What you should do: Find each line in the items below that contains the string "dessert", and copy every such line in full.

Excerpted data:
════════════════════

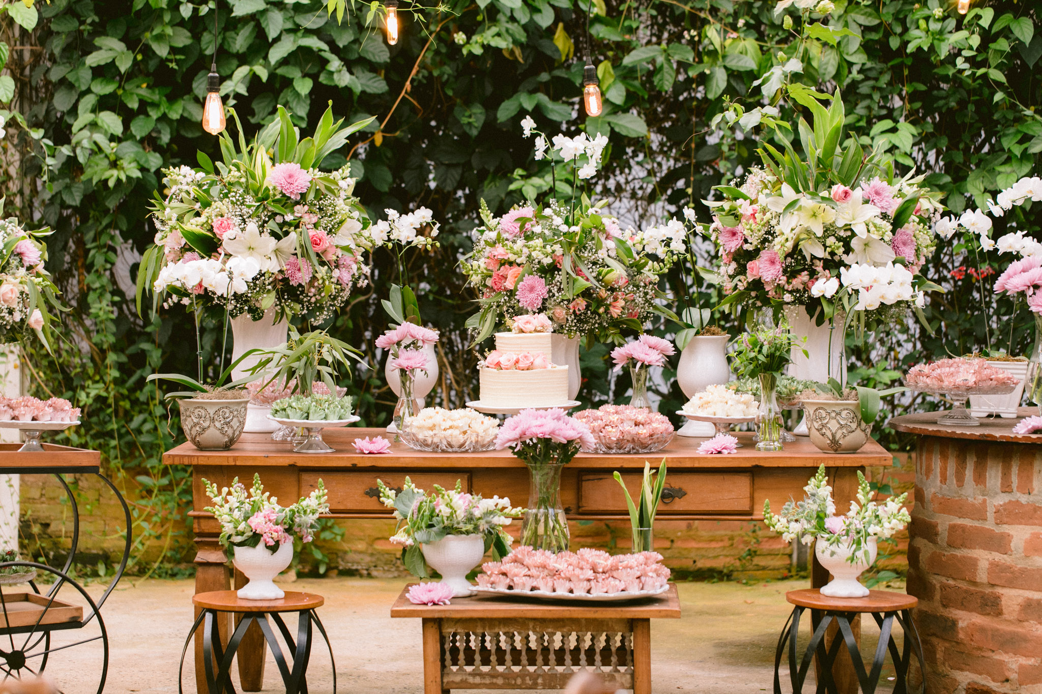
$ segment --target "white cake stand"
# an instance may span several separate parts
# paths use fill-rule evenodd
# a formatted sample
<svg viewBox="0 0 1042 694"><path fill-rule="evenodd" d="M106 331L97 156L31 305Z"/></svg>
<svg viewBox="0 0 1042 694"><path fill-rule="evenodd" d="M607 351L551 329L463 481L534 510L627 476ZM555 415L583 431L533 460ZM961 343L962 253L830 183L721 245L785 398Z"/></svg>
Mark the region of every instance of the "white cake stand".
<svg viewBox="0 0 1042 694"><path fill-rule="evenodd" d="M573 407L578 407L580 403L577 400L570 400L562 403L561 405L542 405L540 407L502 407L497 405L486 405L479 400L472 400L467 403L467 407L472 410L477 410L481 414L517 414L521 410L570 410Z"/></svg>
<svg viewBox="0 0 1042 694"><path fill-rule="evenodd" d="M40 443L42 432L60 432L79 423L76 421L19 421L18 419L7 419L0 421L0 429L18 429L25 435L25 443L18 449L19 453L43 453L44 446Z"/></svg>

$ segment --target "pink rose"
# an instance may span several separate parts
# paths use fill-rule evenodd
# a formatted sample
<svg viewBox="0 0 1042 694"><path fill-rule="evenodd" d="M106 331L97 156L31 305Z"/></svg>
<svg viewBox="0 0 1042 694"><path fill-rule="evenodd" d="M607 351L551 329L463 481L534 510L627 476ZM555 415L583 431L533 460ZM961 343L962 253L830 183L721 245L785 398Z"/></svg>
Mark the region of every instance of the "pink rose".
<svg viewBox="0 0 1042 694"><path fill-rule="evenodd" d="M833 186L833 200L838 203L849 202L850 198L853 197L853 190L843 185L842 183L837 183Z"/></svg>
<svg viewBox="0 0 1042 694"><path fill-rule="evenodd" d="M224 235L234 228L235 223L230 216L219 216L214 220L214 233L218 238L224 238Z"/></svg>
<svg viewBox="0 0 1042 694"><path fill-rule="evenodd" d="M21 293L16 284L0 285L0 303L14 308L18 305L18 295Z"/></svg>

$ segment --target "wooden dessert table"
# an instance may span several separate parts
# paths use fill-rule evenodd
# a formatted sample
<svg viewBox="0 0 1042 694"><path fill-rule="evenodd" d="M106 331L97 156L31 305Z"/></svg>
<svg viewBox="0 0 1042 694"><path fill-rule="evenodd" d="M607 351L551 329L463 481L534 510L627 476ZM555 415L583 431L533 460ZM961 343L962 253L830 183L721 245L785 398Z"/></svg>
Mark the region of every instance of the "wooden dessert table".
<svg viewBox="0 0 1042 694"><path fill-rule="evenodd" d="M400 487L405 477L421 488L439 484L454 486L463 481L465 491L491 496L508 496L517 505L528 499L528 470L507 451L472 454L437 454L413 451L400 442L389 454L362 455L354 452L355 438L392 438L382 429L327 429L323 438L337 451L329 454L295 454L288 443L271 441L268 434L245 434L225 452L202 452L182 443L164 455L169 465L193 467L193 510L196 555L196 592L227 590L230 587L227 557L218 543L220 528L203 509L209 499L202 480L218 487L229 486L238 477L247 485L259 472L265 490L290 502L311 493L322 480L329 493L329 517L390 518L379 502L376 480ZM890 466L892 458L874 440L859 453L826 454L808 438L797 437L785 449L773 453L753 448L752 434L739 433L743 447L734 455L699 455L705 439L675 437L663 451L641 455L579 454L565 466L561 497L568 517L575 520L628 520L625 496L612 479L623 473L630 493L637 493L644 462L666 459L669 473L659 517L669 520L760 520L764 500L778 509L791 496L801 497L807 481L822 463L828 470L837 506L843 507L857 494L857 471L866 466ZM819 566L814 585L827 583ZM237 584L244 583L237 576ZM237 587L239 587L237 585ZM248 635L249 638L249 635ZM245 691L259 691L263 682L263 636L252 646L240 645L240 676ZM252 650L251 650L252 648ZM197 679L202 676L202 645L196 644Z"/></svg>
<svg viewBox="0 0 1042 694"><path fill-rule="evenodd" d="M410 584L410 586L415 584ZM651 694L651 619L680 618L676 586L626 602L547 602L505 596L413 605L406 586L392 617L423 619L423 691L564 689L582 671Z"/></svg>

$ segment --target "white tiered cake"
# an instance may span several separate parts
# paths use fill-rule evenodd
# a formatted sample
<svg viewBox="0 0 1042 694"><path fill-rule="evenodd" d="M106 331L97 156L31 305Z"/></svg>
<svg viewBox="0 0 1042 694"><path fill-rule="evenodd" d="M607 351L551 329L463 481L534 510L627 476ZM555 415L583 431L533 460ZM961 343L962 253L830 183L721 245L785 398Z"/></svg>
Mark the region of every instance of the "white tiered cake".
<svg viewBox="0 0 1042 694"><path fill-rule="evenodd" d="M479 374L481 405L554 407L568 402L568 366L550 362L550 333L496 333Z"/></svg>

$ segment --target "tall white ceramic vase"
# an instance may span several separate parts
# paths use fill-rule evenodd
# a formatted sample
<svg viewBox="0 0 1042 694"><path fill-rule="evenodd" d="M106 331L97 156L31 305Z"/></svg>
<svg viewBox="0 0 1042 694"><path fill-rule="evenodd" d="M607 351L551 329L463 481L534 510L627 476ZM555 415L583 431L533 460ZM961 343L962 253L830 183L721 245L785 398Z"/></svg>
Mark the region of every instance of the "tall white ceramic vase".
<svg viewBox="0 0 1042 694"><path fill-rule="evenodd" d="M290 334L290 324L286 319L275 320L274 309L268 309L264 317L253 320L248 313L231 318L231 361L239 359L250 350L270 350L286 342ZM249 376L247 369L258 361L258 357L247 357L231 371L231 380ZM263 378L258 374L256 378ZM268 418L271 407L253 405L246 408L245 433L264 434L278 429L278 425Z"/></svg>
<svg viewBox="0 0 1042 694"><path fill-rule="evenodd" d="M550 361L559 366L568 366L568 400L575 400L582 385L579 371L579 338L550 335Z"/></svg>
<svg viewBox="0 0 1042 694"><path fill-rule="evenodd" d="M730 380L730 367L727 365L728 339L728 335L697 335L680 352L676 382L689 399L709 386ZM716 427L709 421L688 420L676 434L705 438L716 435Z"/></svg>
<svg viewBox="0 0 1042 694"><path fill-rule="evenodd" d="M430 394L430 391L435 389L438 385L438 353L435 352L433 344L425 345L421 352L427 356L427 375L424 376L423 371L417 371L416 378L413 381L413 396L420 401L420 409L422 410L426 403L424 399ZM394 391L395 396L401 397L401 377L398 374L398 369L391 368L391 353L388 353L387 363L383 365L383 376L388 380L388 385L391 386L391 390ZM392 421L388 425L388 432L391 434L397 433L397 429Z"/></svg>
<svg viewBox="0 0 1042 694"><path fill-rule="evenodd" d="M785 312L792 334L800 344L792 349L789 376L803 381L825 383L832 375L832 378L842 382L843 376L846 375L846 364L843 362L843 324L838 323L833 330L829 330L827 320L817 326L815 318L807 314L803 306L786 306ZM802 342L803 337L807 338L805 342ZM807 350L807 355L803 354L803 350ZM810 436L807 431L805 415L793 430L793 434Z"/></svg>

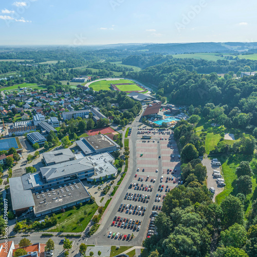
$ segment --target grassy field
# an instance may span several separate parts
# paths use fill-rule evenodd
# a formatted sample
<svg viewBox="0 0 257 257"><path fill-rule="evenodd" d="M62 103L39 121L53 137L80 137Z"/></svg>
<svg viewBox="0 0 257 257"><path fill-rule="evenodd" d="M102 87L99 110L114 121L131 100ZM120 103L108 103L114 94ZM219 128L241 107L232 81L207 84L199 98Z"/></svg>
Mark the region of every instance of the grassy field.
<svg viewBox="0 0 257 257"><path fill-rule="evenodd" d="M238 154L223 157L224 159L221 158L221 161L226 186L224 190L216 196L215 201L219 204L222 200L229 194L231 194L235 196L236 195L238 192L235 189L235 180L237 177L235 174L235 170L241 161L248 161L252 167L254 174L252 177L252 193L246 196L245 211L247 214L250 210L252 201L257 197L257 173L256 171L254 172L254 170L256 171L257 166L257 158L253 157L252 158L252 156Z"/></svg>
<svg viewBox="0 0 257 257"><path fill-rule="evenodd" d="M132 68L135 71L140 71L142 69L139 68L139 67L137 67L136 66L132 65L126 65L125 64L122 64L122 62L111 62L111 63L113 63L114 64L116 64L117 66L119 66L121 67L126 67L127 68Z"/></svg>
<svg viewBox="0 0 257 257"><path fill-rule="evenodd" d="M13 86L7 86L5 87L1 87L0 88L0 91L4 91L5 90L14 90L18 89L18 86L20 86L21 88L22 87L32 87L33 89L34 90L42 90L47 88L47 86L45 85L40 85L39 86L36 85L36 83L24 83L23 84L19 84L17 85L14 85Z"/></svg>
<svg viewBox="0 0 257 257"><path fill-rule="evenodd" d="M61 62L65 62L64 60L60 60ZM46 62L43 62L42 63L39 63L40 64L55 64L57 63L59 61L46 61Z"/></svg>
<svg viewBox="0 0 257 257"><path fill-rule="evenodd" d="M215 56L215 53L185 53L182 54L174 54L174 58L194 58L195 59L204 59L207 61L217 61L218 60L225 60L224 57Z"/></svg>
<svg viewBox="0 0 257 257"><path fill-rule="evenodd" d="M257 61L257 53L237 56L240 59L249 59Z"/></svg>
<svg viewBox="0 0 257 257"><path fill-rule="evenodd" d="M127 250L132 248L131 246L120 246L120 247L116 249L116 246L112 246L111 248L111 257L117 255L120 253L126 251Z"/></svg>
<svg viewBox="0 0 257 257"><path fill-rule="evenodd" d="M75 211L72 208L66 209L65 212L61 211L56 213L58 223L56 227L49 230L49 232L81 232L88 224L95 214L97 205L83 203L82 206L76 206ZM86 210L87 214L85 216L84 212ZM83 229L82 229L83 227Z"/></svg>
<svg viewBox="0 0 257 257"><path fill-rule="evenodd" d="M121 91L137 91L142 90L138 86L137 86L134 81L129 80L100 80L96 81L89 85L89 87L93 88L95 91L102 90L111 90L111 84L120 84L124 83L133 83L133 85L122 85L117 86L117 87Z"/></svg>
<svg viewBox="0 0 257 257"><path fill-rule="evenodd" d="M32 62L33 60L25 60L25 59L1 59L0 62L24 62L27 61L28 62Z"/></svg>

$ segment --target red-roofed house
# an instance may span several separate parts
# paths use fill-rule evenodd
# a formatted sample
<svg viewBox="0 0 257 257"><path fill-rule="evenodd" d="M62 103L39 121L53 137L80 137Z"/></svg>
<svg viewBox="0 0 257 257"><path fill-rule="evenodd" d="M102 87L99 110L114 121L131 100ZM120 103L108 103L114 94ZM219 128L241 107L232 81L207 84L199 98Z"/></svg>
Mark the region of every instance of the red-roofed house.
<svg viewBox="0 0 257 257"><path fill-rule="evenodd" d="M13 241L8 241L0 244L0 257L12 257L14 249Z"/></svg>

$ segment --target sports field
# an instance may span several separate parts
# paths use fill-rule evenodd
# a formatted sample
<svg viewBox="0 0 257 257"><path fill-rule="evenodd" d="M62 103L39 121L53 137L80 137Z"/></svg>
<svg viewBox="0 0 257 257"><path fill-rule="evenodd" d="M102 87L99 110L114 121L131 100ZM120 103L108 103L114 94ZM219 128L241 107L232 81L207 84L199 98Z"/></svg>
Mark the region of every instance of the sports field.
<svg viewBox="0 0 257 257"><path fill-rule="evenodd" d="M111 90L111 84L116 85L116 87L121 91L142 91L141 87L136 83L129 80L100 80L96 81L89 85L95 91L100 90ZM117 85L118 84L131 84L131 85Z"/></svg>

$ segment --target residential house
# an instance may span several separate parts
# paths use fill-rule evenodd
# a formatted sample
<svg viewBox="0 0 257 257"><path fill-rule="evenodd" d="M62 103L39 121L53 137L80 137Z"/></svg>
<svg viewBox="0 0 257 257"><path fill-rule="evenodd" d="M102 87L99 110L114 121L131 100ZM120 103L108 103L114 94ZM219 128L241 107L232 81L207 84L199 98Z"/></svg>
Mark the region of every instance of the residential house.
<svg viewBox="0 0 257 257"><path fill-rule="evenodd" d="M64 103L63 104L63 106L67 108L67 107L71 107L71 104L70 103Z"/></svg>
<svg viewBox="0 0 257 257"><path fill-rule="evenodd" d="M38 92L36 91L33 91L32 92L30 92L30 96L34 96L38 95Z"/></svg>
<svg viewBox="0 0 257 257"><path fill-rule="evenodd" d="M42 103L40 102L39 102L39 101L36 101L35 103L35 105L36 106L38 106L38 107L41 107L42 106Z"/></svg>
<svg viewBox="0 0 257 257"><path fill-rule="evenodd" d="M30 108L30 105L28 103L26 103L24 105L23 105L23 107L25 108L25 109L28 109L29 108Z"/></svg>
<svg viewBox="0 0 257 257"><path fill-rule="evenodd" d="M14 97L14 95L13 95L12 94L10 94L9 95L7 95L6 96L6 98L7 99L11 99L12 98L13 98Z"/></svg>
<svg viewBox="0 0 257 257"><path fill-rule="evenodd" d="M22 120L28 120L29 119L29 115L26 113L22 116Z"/></svg>
<svg viewBox="0 0 257 257"><path fill-rule="evenodd" d="M22 107L16 108L16 109L18 111L18 113L21 113L22 112L23 112L23 108Z"/></svg>

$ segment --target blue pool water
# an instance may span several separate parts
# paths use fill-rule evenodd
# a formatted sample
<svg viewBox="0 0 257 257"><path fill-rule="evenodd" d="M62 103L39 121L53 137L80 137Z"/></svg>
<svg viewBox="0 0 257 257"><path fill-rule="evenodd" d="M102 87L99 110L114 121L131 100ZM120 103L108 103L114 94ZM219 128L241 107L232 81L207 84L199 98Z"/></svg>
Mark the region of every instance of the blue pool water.
<svg viewBox="0 0 257 257"><path fill-rule="evenodd" d="M161 125L162 124L162 122L166 122L166 123L167 123L168 122L170 122L171 121L173 121L174 120L177 121L179 120L178 119L174 118L174 117L171 117L170 118L167 118L167 119L165 119L164 120L160 120L156 121L154 121L154 123L158 125Z"/></svg>

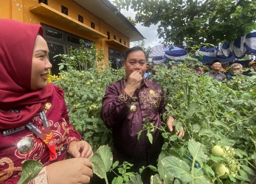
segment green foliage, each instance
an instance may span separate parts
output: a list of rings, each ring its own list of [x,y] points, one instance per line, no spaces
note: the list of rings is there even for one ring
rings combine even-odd
[[[33,179],[39,173],[43,166],[36,160],[26,160],[22,163],[22,172],[18,184],[26,184]]]
[[[145,26],[159,23],[159,38],[182,46],[232,41],[256,29],[256,1],[251,0],[115,0],[119,9],[133,9]]]
[[[128,19],[128,20],[131,22],[131,23],[133,24],[133,25],[134,26],[136,26],[136,21],[133,20],[132,17],[131,17],[130,16],[128,16],[127,17],[126,17],[127,18],[127,19]]]
[[[93,173],[100,178],[105,179],[106,183],[107,183],[107,173],[110,170],[113,161],[113,155],[110,148],[107,145],[100,147],[90,160],[93,164]]]
[[[78,71],[87,71],[89,68],[96,67],[98,62],[104,58],[103,50],[101,48],[97,53],[97,48],[94,43],[88,48],[85,46],[83,40],[80,40],[80,42],[82,46],[78,49],[69,48],[69,55],[60,54],[54,57],[62,57],[64,63]],[[64,67],[64,64],[60,65],[59,70],[62,70]]]
[[[83,139],[87,141],[96,150],[100,146],[111,143],[110,130],[107,128],[100,116],[105,89],[107,85],[123,77],[124,73],[123,69],[101,67],[100,61],[97,61],[98,66],[94,64],[86,71],[80,70],[76,63],[80,62],[78,58],[84,57],[82,50],[77,51],[75,57],[62,56],[64,62],[60,66],[66,66],[67,70],[59,73],[63,75],[61,80],[53,82],[65,92],[70,122],[82,135]],[[95,53],[92,51],[89,52],[98,58],[98,61],[103,57],[101,51],[96,53],[96,50],[93,50]],[[91,58],[91,60],[92,61],[92,61],[96,63],[95,59]]]
[[[221,184],[253,181],[256,169],[253,165],[256,158],[256,77],[237,75],[229,81],[218,82],[207,74],[198,75],[194,71],[197,64],[188,61],[191,60],[184,63],[170,62],[169,67],[158,66],[153,76],[166,94],[167,113],[164,116],[172,114],[176,119],[174,132],[168,130],[165,122],[159,128],[148,122],[138,133],[139,137],[145,131],[152,141],[151,133],[159,128],[165,139],[157,165],[158,174],[151,177],[151,182]],[[120,79],[123,71],[107,68],[100,72],[92,67],[80,71],[68,63],[65,64],[67,71],[62,72],[63,78],[55,82],[66,92],[71,122],[94,149],[110,143],[110,131],[100,118],[102,97],[107,86]],[[186,133],[182,139],[174,132],[181,127]],[[216,145],[225,150],[223,158],[212,155],[211,150]],[[95,154],[98,160],[94,162],[95,167],[101,170],[94,172],[100,173],[106,181],[112,156],[109,148],[104,148],[108,151],[102,149]],[[104,163],[107,161],[105,167]],[[223,176],[216,174],[214,168],[217,163],[228,168],[227,178],[221,179]],[[132,164],[118,164],[114,163],[111,169],[113,171],[118,167],[113,183],[140,182],[139,174],[145,168],[156,170],[153,166],[145,166],[135,177],[136,174],[128,171]]]
[[[150,54],[152,52],[151,48],[149,46],[146,46],[145,44],[146,41],[143,40],[140,41],[138,41],[135,42],[134,46],[139,46],[142,48],[143,50],[146,52],[146,58],[148,59],[149,57]]]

════════════════════

Output for this exercise:
$ segment --target "wooden dessert table"
Mark the region of every instance of the "wooden dessert table".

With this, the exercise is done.